Source information START

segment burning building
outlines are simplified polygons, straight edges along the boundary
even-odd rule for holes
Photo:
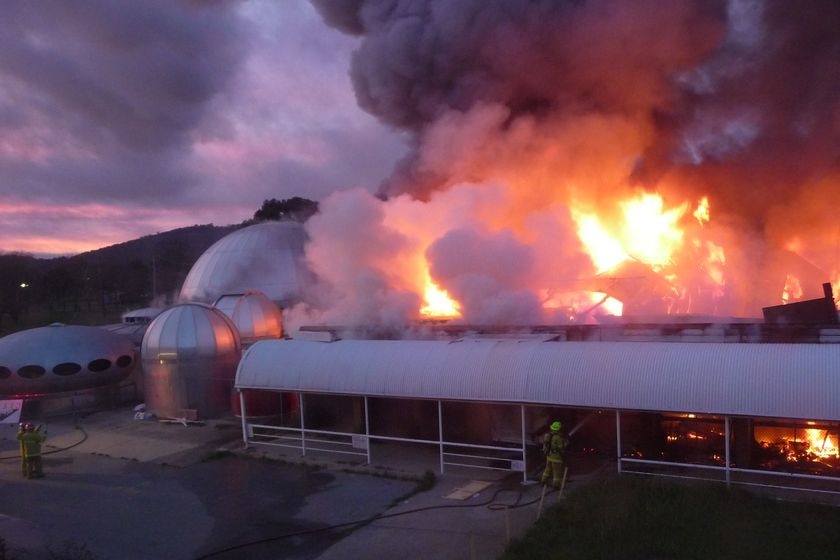
[[[840,284],[840,5],[313,3],[408,152],[306,223],[324,342],[246,352],[300,402],[247,442],[526,472],[554,415],[621,470],[834,482],[836,303],[761,315]]]

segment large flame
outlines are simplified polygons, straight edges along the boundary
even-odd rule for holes
[[[440,289],[426,274],[426,289],[423,293],[423,307],[420,314],[428,318],[460,317],[460,305],[449,297],[446,290]]]

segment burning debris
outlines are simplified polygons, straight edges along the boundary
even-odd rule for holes
[[[309,222],[305,320],[756,317],[840,286],[840,4],[313,3],[410,151]]]

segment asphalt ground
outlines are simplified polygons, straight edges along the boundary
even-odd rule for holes
[[[46,478],[29,480],[16,427],[0,425],[7,558],[496,558],[540,507],[521,475],[447,473],[430,487],[422,470],[245,450],[236,419],[182,426],[128,409],[46,427]]]

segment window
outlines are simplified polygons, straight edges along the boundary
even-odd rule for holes
[[[47,372],[43,367],[36,365],[23,366],[18,370],[18,375],[26,379],[35,379],[41,377]]]
[[[105,371],[109,367],[111,367],[111,360],[106,360],[105,358],[99,358],[97,360],[93,360],[87,366],[87,368],[90,371],[93,371],[93,372]]]
[[[79,373],[81,370],[82,366],[74,362],[64,362],[52,369],[56,375],[73,375],[74,373]]]

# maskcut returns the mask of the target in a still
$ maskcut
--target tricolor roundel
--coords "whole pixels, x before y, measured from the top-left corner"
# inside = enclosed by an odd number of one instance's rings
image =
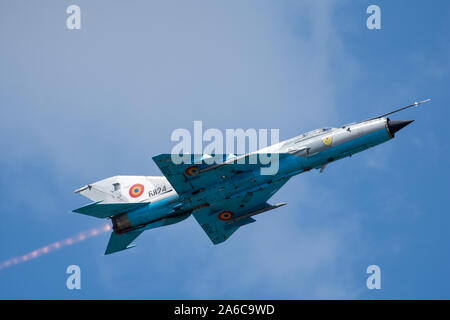
[[[140,197],[144,193],[144,186],[140,183],[136,183],[130,188],[129,193],[132,198]]]
[[[195,176],[195,175],[198,174],[198,167],[197,166],[191,166],[191,167],[187,168],[184,172],[188,176]]]
[[[222,211],[219,213],[219,219],[223,221],[227,221],[233,218],[233,212],[231,211]]]

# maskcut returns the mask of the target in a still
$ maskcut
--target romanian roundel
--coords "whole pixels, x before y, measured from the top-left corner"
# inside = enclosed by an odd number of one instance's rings
[[[186,171],[184,171],[188,176],[195,176],[198,174],[198,167],[197,166],[192,166],[186,169]]]
[[[233,212],[231,211],[222,211],[221,213],[219,213],[219,219],[226,221],[226,220],[230,220],[231,218],[233,218]]]
[[[143,193],[144,186],[140,183],[137,183],[130,188],[130,196],[133,198],[140,197]]]

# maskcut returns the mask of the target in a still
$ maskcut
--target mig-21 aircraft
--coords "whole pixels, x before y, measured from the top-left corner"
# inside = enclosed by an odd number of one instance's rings
[[[285,203],[267,201],[291,177],[320,169],[394,138],[413,120],[389,115],[418,106],[415,102],[395,111],[339,128],[317,129],[243,155],[224,155],[211,164],[204,155],[175,164],[171,154],[153,157],[164,176],[115,176],[88,184],[79,193],[93,203],[74,212],[112,221],[113,232],[105,254],[133,247],[145,230],[180,222],[191,214],[214,244],[227,240],[255,215]],[[277,154],[278,170],[261,174],[262,163],[246,161],[255,154]],[[198,157],[201,157],[200,159]]]

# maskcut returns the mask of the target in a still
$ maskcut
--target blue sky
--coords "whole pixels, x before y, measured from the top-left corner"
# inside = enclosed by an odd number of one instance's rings
[[[68,30],[66,8],[81,7]],[[382,29],[366,28],[377,4]],[[396,139],[291,179],[213,246],[193,218],[103,256],[102,234],[0,270],[2,299],[450,298],[448,1],[0,3],[0,261],[103,221],[73,190],[160,175],[174,129],[280,138],[415,100]],[[81,268],[82,289],[65,270]],[[369,265],[381,290],[366,288]]]

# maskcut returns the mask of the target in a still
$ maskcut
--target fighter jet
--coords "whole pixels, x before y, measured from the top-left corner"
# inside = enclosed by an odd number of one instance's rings
[[[413,120],[388,116],[429,100],[339,128],[310,131],[252,153],[224,156],[221,163],[191,155],[191,161],[175,164],[171,154],[161,154],[153,160],[164,176],[115,176],[88,184],[75,193],[94,202],[74,212],[111,219],[113,232],[105,254],[134,247],[131,243],[145,230],[178,223],[190,215],[212,243],[219,244],[255,222],[255,215],[285,205],[267,201],[291,177],[311,169],[322,172],[331,162],[393,139]],[[278,155],[275,174],[261,174],[261,161],[245,161],[265,153]]]

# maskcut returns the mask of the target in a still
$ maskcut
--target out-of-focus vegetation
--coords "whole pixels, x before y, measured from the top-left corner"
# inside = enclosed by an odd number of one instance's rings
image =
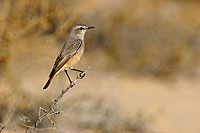
[[[53,61],[74,24],[96,27],[86,34],[86,52],[80,62],[81,66],[92,65],[93,74],[111,71],[171,79],[193,76],[199,71],[199,18],[198,0],[1,0],[0,101],[6,102],[0,102],[0,122],[9,117],[15,103],[18,107],[14,118],[18,120],[23,114],[33,121],[38,107],[47,107],[59,92],[54,89],[39,98]],[[66,84],[59,83],[54,88]],[[115,111],[120,108],[116,103],[106,110],[102,99],[88,106],[88,114],[82,114],[85,110],[81,106],[75,107],[81,101],[70,101],[68,107],[73,105],[81,114],[79,118],[88,117],[74,120],[78,118],[71,110],[67,115],[72,118],[68,118],[73,119],[76,128],[84,123],[88,129],[102,131],[145,131],[148,127],[149,118],[142,114],[134,120],[122,118]],[[100,113],[96,114],[97,110]],[[96,121],[89,119],[90,115]]]
[[[86,37],[87,50],[91,56],[103,51],[98,58],[105,60],[105,67],[165,77],[194,72],[199,66],[198,1],[111,3],[2,0],[1,69],[16,41],[51,36],[63,42],[71,26],[80,22],[96,26],[93,36]]]

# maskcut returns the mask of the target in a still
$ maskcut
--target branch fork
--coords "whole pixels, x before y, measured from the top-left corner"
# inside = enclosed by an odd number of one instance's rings
[[[28,132],[33,132],[34,130],[37,130],[37,127],[39,125],[39,123],[42,122],[42,120],[44,118],[48,118],[48,120],[51,122],[51,124],[54,126],[54,128],[60,133],[61,131],[58,129],[58,127],[56,126],[55,122],[52,120],[52,118],[50,117],[51,115],[55,115],[55,114],[60,114],[62,113],[63,111],[61,110],[58,110],[58,111],[55,111],[57,105],[58,105],[58,102],[61,100],[61,98],[64,96],[64,94],[71,88],[74,87],[75,83],[79,80],[79,79],[82,79],[85,74],[87,73],[87,71],[90,69],[91,67],[88,66],[83,72],[81,72],[75,80],[73,80],[70,85],[68,85],[66,88],[62,89],[61,93],[53,100],[53,102],[50,104],[50,106],[48,107],[48,109],[44,109],[42,107],[39,108],[39,111],[38,111],[38,118],[37,120],[35,121],[34,125],[32,127],[30,127],[28,129]],[[73,68],[70,68],[70,69],[73,69]],[[42,113],[43,112],[43,113]]]

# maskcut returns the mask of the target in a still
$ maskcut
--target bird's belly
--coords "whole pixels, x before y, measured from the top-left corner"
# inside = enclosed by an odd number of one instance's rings
[[[81,56],[83,55],[83,48],[78,51],[66,64],[65,67],[71,67],[75,65],[80,59]]]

Source information END

*What the task asks*: The entries are to be written out again exactly, though without any images.

*Result*:
segment burning building
outlines are simplified polygons, straight edges along the boundary
even-odd rule for holes
Photo:
[[[840,284],[840,5],[313,3],[408,152],[306,223],[324,342],[246,352],[300,402],[247,442],[526,472],[554,415],[621,470],[834,482],[836,303],[761,315]]]

segment large flame
outlines are simplified polygons, straight edges along the boundary
even-odd rule for holes
[[[440,289],[426,274],[426,289],[423,293],[423,307],[420,314],[428,318],[460,317],[460,305],[449,297],[446,290]]]

segment burning debris
outlines are simplified polygons, straight edges along the boundary
even-odd rule for holes
[[[309,222],[305,320],[756,317],[840,286],[840,4],[313,3],[410,151]]]

segment asphalt ground
outlines are simplified polygons, straight edges along the boundary
even-odd rule for holes
[[[46,478],[29,480],[16,427],[0,425],[7,558],[496,558],[540,507],[521,475],[447,473],[430,487],[422,470],[245,450],[236,419],[182,426],[128,409],[46,427]]]

segment window
outlines are simplified polygons, straight edges along the boundary
even-odd rule for holes
[[[47,372],[43,367],[36,365],[23,366],[18,370],[18,375],[26,379],[35,379],[41,377]]]
[[[105,371],[109,367],[111,367],[111,360],[106,360],[105,358],[99,358],[97,360],[93,360],[87,366],[87,368],[90,371],[93,371],[93,372]]]
[[[79,373],[81,370],[82,366],[74,362],[64,362],[52,369],[56,375],[73,375],[74,373]]]

# maskcut returns the mask of the target in a still
$ maskcut
--target tricolor roundel
--coords "whole pixels, x before y, measured from the top-left corner"
# inside = enclosed by an odd number of one instance's rings
image =
[[[140,197],[144,193],[144,186],[140,183],[136,183],[130,188],[129,193],[132,198]]]
[[[195,176],[195,175],[198,174],[198,167],[197,166],[191,166],[191,167],[187,168],[184,172],[188,176]]]
[[[222,211],[219,213],[219,219],[223,221],[227,221],[233,218],[233,212],[231,211]]]

# maskcut returns the mask of the target in a still
$ maskcut
--target romanian roundel
--coords "whole pixels, x before y, measured from the top-left corner"
# inside = enclosed by an odd number of one instance's rings
[[[186,171],[184,171],[188,176],[195,176],[198,174],[198,167],[197,166],[192,166],[186,169]]]
[[[233,212],[231,211],[222,211],[221,213],[219,213],[219,219],[226,221],[226,220],[230,220],[231,218],[233,218]]]
[[[143,193],[144,186],[140,183],[137,183],[130,188],[130,196],[133,198],[140,197]]]

# maskcut returns the mask of the target in a still
$ maskcut
--target mig-21 aircraft
--coords "whole pixels, x before y, measured from the top-left corner"
# inside = enclosed by an odd number of one instance's rings
[[[285,203],[267,201],[291,177],[320,169],[394,138],[413,120],[389,115],[418,106],[415,102],[395,111],[339,128],[317,129],[243,155],[224,155],[211,164],[204,155],[175,164],[171,154],[153,157],[164,176],[115,176],[88,184],[79,193],[93,203],[74,212],[112,221],[113,232],[105,254],[133,247],[145,230],[180,222],[191,214],[214,244],[227,240],[255,215]],[[277,154],[278,170],[261,174],[262,163],[246,161],[255,154]],[[198,157],[201,157],[200,159]]]

# maskcut returns the mask of the target in a still
$ maskcut
--target blue sky
--coords "whole pixels, x before y, measured from the top-left corner"
# inside = enclosed by an odd number of one instance's rings
[[[68,30],[66,8],[81,7]],[[382,29],[366,28],[377,4]],[[396,139],[291,179],[213,246],[193,218],[103,256],[102,234],[0,270],[2,299],[450,298],[448,1],[0,3],[0,261],[103,221],[73,190],[160,175],[174,129],[280,138],[415,100]],[[81,268],[82,289],[65,270]],[[369,265],[381,290],[366,288]]]

# maskcut returns the mask of the target in a still
$ maskcut
--target fighter jet
--coords "whole pixels, x before y, measured from the top-left corner"
# inside = enclosed by an odd number of one instance's rings
[[[413,120],[388,116],[429,100],[339,128],[310,131],[252,153],[224,156],[221,163],[191,155],[191,161],[175,164],[171,154],[161,154],[153,160],[164,176],[115,176],[88,184],[75,193],[94,202],[74,212],[111,219],[113,232],[105,254],[134,247],[131,243],[145,230],[178,223],[190,215],[212,243],[219,244],[255,222],[255,215],[285,205],[267,201],[291,177],[311,169],[322,172],[331,162],[393,139]],[[278,155],[275,174],[261,174],[261,161],[245,161],[265,153]]]

# maskcut returns the mask of the target in a still
$ maskcut
--target out-of-focus vegetation
--coords "whole pixels, x before y, measured from the top-left corner"
# inside = enclosed by an odd number of one instance's rings
image =
[[[53,61],[74,24],[96,27],[86,34],[86,52],[80,62],[81,66],[92,65],[93,74],[111,71],[171,79],[193,76],[199,71],[199,18],[198,0],[1,0],[0,101],[6,102],[0,102],[0,122],[9,117],[15,103],[18,107],[14,118],[18,120],[23,114],[33,121],[38,107],[47,107],[59,92],[54,89],[39,98]],[[66,84],[59,83],[54,88]],[[115,111],[120,108],[116,103],[106,110],[102,99],[88,106],[88,114],[82,114],[85,110],[81,106],[75,107],[81,101],[70,101],[68,107],[73,105],[81,114],[79,118],[88,117],[74,120],[78,118],[71,110],[67,115],[72,118],[68,118],[73,119],[76,128],[84,123],[88,129],[102,131],[145,131],[148,127],[149,118],[142,114],[134,120],[122,118]],[[100,113],[96,114],[97,110]],[[96,121],[89,119],[90,115]]]
[[[86,37],[87,50],[91,56],[103,51],[98,58],[105,60],[105,67],[165,77],[194,72],[199,66],[198,1],[111,3],[2,0],[1,69],[16,41],[51,36],[63,42],[71,26],[80,22],[96,26],[93,36]]]

# maskcut returns the mask of the target in a still
$ maskcut
--target branch fork
--coords "whole pixels, x before y, measured from the top-left corner"
# inside = enclosed by an odd number of one instance's rings
[[[28,132],[33,132],[34,130],[37,130],[37,127],[39,125],[39,123],[42,122],[42,120],[44,118],[48,118],[48,120],[51,122],[51,124],[54,126],[54,128],[60,133],[61,131],[58,129],[58,127],[56,126],[55,122],[52,120],[52,118],[50,117],[51,115],[55,115],[55,114],[60,114],[62,113],[63,111],[61,110],[58,110],[58,111],[55,111],[57,105],[58,105],[58,102],[61,100],[61,98],[64,96],[64,94],[71,88],[74,87],[75,83],[79,80],[79,79],[82,79],[85,74],[87,73],[87,71],[90,69],[91,67],[88,66],[83,72],[81,72],[75,80],[73,80],[70,85],[68,85],[66,88],[62,89],[61,93],[53,100],[53,102],[50,104],[50,106],[48,107],[48,109],[44,109],[42,107],[39,108],[39,111],[38,111],[38,118],[37,120],[35,121],[34,125],[32,127],[30,127],[28,129]],[[73,68],[70,68],[70,69],[73,69]],[[42,113],[43,112],[43,113]]]

# maskcut returns the mask of the target in a still
$ maskcut
--target bird's belly
--coords "whole pixels, x before y, measured from the top-left corner"
# inside = enclosed by an odd number of one instance's rings
[[[81,56],[83,55],[83,48],[78,51],[66,64],[65,67],[71,67],[75,65],[80,59]]]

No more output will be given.